Output every line of the items below as a Markdown table with two columns, Row and Line. Number the rows in order and leave out blank lines.

** begin **

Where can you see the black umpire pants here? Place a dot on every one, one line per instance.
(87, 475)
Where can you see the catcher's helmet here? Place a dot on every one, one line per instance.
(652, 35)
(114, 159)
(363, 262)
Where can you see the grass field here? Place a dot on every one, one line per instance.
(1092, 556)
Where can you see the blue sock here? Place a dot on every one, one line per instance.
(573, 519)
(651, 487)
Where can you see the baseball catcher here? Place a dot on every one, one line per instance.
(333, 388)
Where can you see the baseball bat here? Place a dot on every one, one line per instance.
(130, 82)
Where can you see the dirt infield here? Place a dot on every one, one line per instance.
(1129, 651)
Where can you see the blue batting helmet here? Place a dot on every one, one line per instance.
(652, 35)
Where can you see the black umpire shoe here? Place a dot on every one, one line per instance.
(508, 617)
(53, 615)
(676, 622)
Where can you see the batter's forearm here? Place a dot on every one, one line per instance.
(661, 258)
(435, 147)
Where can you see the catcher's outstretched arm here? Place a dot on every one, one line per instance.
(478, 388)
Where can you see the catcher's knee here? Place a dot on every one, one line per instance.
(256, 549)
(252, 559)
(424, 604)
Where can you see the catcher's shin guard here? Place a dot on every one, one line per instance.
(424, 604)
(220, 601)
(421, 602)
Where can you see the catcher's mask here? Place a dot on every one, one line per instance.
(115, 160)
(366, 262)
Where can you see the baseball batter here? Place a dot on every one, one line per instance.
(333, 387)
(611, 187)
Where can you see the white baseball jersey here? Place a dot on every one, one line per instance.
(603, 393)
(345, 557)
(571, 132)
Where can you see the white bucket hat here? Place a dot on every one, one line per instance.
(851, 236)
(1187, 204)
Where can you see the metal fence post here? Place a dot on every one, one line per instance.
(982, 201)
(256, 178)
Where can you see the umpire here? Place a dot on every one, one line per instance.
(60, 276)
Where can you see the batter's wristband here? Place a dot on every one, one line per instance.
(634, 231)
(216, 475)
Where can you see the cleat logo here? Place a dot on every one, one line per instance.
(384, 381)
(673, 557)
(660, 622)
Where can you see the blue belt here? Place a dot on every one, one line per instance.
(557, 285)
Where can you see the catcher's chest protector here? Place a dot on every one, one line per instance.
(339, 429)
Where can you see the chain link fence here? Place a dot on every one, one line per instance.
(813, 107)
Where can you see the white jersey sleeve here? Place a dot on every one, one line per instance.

** end **

**Exercise result:**
| Row | Line |
|---|---|
| 1 | Where can you see the black umpire pants here? Place a dot on every one, one line per instance. |
| 2 | (87, 475) |
| 3 | Where can you see the catcher's helmet here? Place a dot on every one, one line per instance. |
| 4 | (652, 35) |
| 5 | (114, 159) |
| 6 | (363, 262) |
| 7 | Where can you see the grass field here? Place a dot on every one, one line per instance. |
| 8 | (1092, 556) |
| 9 | Where can you see the blue sock here? Place a dot on every one, one line per instance. |
| 10 | (573, 519) |
| 11 | (651, 487) |
| 12 | Where can you see the baseball catcher here? Place a dot on every one, one line per instance. |
| 13 | (333, 388) |
| 14 | Where can you see the baseball bat here? Place a dot on every one, one line per instance. |
| 15 | (130, 82) |
| 16 | Where can you see the dirt infield here? Place a dot on every one, one line per instance. |
| 17 | (1129, 651) |
| 18 | Where can you see the blue batting helmet here? Place a dot on every one, one line per instance. |
| 19 | (652, 35) |
| 20 | Where can you see the black umpire shoe here? Place a dot on every one, one line per instance. |
| 21 | (508, 617) |
| 22 | (53, 615) |
| 23 | (676, 622) |
| 24 | Where can you see the batter's forearm here? Place a dot on every one, one line per instance. |
| 25 | (661, 258) |
| 26 | (435, 147) |
| 27 | Where can you see the catcher's outstretched arm here? Place a dot on every one, one line per instance. |
| 28 | (478, 388) |
| 29 | Where can you see the catcher's knee here? Place a dot on every one, one line per instance. |
| 30 | (256, 549) |
| 31 | (252, 559) |
| 32 | (424, 604) |
| 33 | Where can you see the catcher's shin guard here? Place a dot on every one, one line per instance. |
| 34 | (424, 604) |
| 35 | (220, 601) |
| 36 | (421, 602) |
| 37 | Where can you see the catcher's mask here? Place a dot on every one, one line per instance. |
| 38 | (115, 160) |
| 39 | (366, 262) |
| 40 | Where can you see the baseball batter here? Place a dot on every one, one line per instance. |
| 41 | (333, 387) |
| 42 | (611, 187) |
| 43 | Where can you see the white baseball jersey here? Place a dot on every one, one line per instance. |
| 44 | (603, 393) |
| 45 | (345, 557) |
| 46 | (571, 132) |
| 47 | Where can you see the white bucket hat here? Place a dot on every one, one line per instance. |
| 48 | (851, 236) |
| 49 | (1187, 204) |
| 50 | Where can you see the metal fence post here? Place a dot on every one, one line per instance. |
| 51 | (982, 201) |
| 52 | (256, 178) |
| 53 | Where can you see the umpire here? Place a dot on every one, one line per instance. |
| 54 | (60, 276) |
| 55 | Where can you see the batter's wristband here? Place a dot on every one, one line per instance. |
| 56 | (634, 231) |
| 57 | (216, 475) |
| 58 | Where can you see the cleat logo here? Place a dot on every one, one line per instance. |
| 59 | (384, 381) |
| 60 | (673, 557) |
| 61 | (660, 622) |
| 62 | Where can you see the blue belt here? Place a dot on every one, one line per instance. |
| 63 | (557, 285) |
| 64 | Where can you see the catcher's chest protector here? Place a dot on every one, one line per instance. |
| 65 | (339, 429) |
| 66 | Where can you see the chain link fence here? Place a dot on every one, one line per instance. |
| 67 | (813, 107) |
| 68 | Where can you see the white jersey sleeve here? Place a dot on every one, one line per instance. |